***** ДАННЫЕ ДЛЯ УПРАЖНЕНИЯ
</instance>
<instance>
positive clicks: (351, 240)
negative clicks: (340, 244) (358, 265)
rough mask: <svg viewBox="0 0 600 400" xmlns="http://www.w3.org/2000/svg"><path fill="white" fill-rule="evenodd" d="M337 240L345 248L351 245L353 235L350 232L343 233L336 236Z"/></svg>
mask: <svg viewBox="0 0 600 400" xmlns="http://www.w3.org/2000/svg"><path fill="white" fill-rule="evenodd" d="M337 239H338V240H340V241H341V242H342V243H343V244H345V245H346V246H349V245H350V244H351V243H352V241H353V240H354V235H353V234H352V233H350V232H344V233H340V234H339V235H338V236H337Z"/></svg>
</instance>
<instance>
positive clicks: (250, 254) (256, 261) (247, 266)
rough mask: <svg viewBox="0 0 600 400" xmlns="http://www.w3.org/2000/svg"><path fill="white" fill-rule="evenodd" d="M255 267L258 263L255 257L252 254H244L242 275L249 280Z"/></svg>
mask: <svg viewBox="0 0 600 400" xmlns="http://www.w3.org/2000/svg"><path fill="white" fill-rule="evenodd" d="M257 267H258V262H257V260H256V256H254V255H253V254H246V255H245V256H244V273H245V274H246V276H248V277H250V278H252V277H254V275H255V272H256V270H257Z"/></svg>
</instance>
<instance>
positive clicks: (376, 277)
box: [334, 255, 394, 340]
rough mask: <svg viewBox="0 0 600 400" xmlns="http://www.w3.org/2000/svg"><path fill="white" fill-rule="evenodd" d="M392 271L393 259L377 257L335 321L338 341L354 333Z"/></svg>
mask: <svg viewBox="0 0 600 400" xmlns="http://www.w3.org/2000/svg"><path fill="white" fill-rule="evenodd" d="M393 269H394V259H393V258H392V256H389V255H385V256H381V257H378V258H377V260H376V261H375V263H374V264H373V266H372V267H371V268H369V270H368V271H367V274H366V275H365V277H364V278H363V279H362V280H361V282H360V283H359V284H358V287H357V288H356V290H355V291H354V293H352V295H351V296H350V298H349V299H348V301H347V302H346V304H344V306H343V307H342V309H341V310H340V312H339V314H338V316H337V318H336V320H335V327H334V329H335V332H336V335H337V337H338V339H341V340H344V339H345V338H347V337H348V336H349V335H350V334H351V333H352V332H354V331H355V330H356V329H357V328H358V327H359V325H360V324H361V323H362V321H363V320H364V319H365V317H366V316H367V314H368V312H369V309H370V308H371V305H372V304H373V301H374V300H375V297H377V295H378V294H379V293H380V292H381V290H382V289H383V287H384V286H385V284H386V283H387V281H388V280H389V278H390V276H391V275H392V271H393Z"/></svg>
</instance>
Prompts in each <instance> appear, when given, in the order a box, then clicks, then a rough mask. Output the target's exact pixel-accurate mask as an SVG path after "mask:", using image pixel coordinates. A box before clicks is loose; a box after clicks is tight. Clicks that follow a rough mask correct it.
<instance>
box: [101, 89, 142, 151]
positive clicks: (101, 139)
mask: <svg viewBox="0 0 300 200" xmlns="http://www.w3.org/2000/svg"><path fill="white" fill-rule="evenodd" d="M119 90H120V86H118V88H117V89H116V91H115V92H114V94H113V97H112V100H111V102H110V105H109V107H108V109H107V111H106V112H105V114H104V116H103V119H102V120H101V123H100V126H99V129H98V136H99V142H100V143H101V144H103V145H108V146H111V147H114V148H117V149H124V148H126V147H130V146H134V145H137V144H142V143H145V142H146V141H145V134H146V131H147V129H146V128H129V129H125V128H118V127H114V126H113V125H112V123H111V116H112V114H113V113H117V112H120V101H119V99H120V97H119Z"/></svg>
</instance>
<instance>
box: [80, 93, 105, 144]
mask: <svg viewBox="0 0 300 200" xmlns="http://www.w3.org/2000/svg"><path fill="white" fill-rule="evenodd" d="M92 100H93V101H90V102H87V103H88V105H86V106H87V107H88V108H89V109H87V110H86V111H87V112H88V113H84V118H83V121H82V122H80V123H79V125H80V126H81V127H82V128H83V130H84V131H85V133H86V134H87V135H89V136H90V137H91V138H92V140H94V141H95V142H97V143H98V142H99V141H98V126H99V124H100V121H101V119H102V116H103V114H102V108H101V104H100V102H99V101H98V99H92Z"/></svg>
**********
→ ЧТО ТРЕБУЕТСЯ: Оформите в виде таблицы Markdown строки записей, начиная с самой первой и заканчивая строкой, содержащей «box: [334, 255, 394, 340]», обе включительно. В столбце «Номер» укажите номер строки по порядку, а в столбце «Строка» приведите саму строку; пустые строки пропустите.

→ ПОЛЕ ДЛЯ ОТВЕТА:
| Номер | Строка |
|---|---|
| 1 | </instance> |
| 2 | <instance> |
| 3 | positive clicks: (351, 240) |
| 4 | negative clicks: (340, 244) (358, 265) |
| 5 | rough mask: <svg viewBox="0 0 600 400" xmlns="http://www.w3.org/2000/svg"><path fill="white" fill-rule="evenodd" d="M337 240L345 248L351 245L353 235L350 232L343 233L336 236Z"/></svg> |
| 6 | mask: <svg viewBox="0 0 600 400" xmlns="http://www.w3.org/2000/svg"><path fill="white" fill-rule="evenodd" d="M337 239H338V240H340V241H341V242H342V243H343V244H345V245H346V246H349V245H350V244H351V243H352V241H353V240H354V235H353V234H352V233H350V232H344V233H340V234H339V235H338V236H337Z"/></svg> |
| 7 | </instance> |
| 8 | <instance> |
| 9 | positive clicks: (250, 254) (256, 261) (247, 266) |
| 10 | rough mask: <svg viewBox="0 0 600 400" xmlns="http://www.w3.org/2000/svg"><path fill="white" fill-rule="evenodd" d="M255 267L258 263L255 257L252 254H244L242 275L249 280Z"/></svg> |
| 11 | mask: <svg viewBox="0 0 600 400" xmlns="http://www.w3.org/2000/svg"><path fill="white" fill-rule="evenodd" d="M257 267H258V262H257V260H256V256H254V255H253V254H246V255H245V256H244V273H245V274H246V276H248V277H250V278H252V277H254V275H255V272H256V270H257Z"/></svg> |
| 12 | </instance> |
| 13 | <instance> |
| 14 | positive clicks: (376, 277) |
| 15 | box: [334, 255, 394, 340] |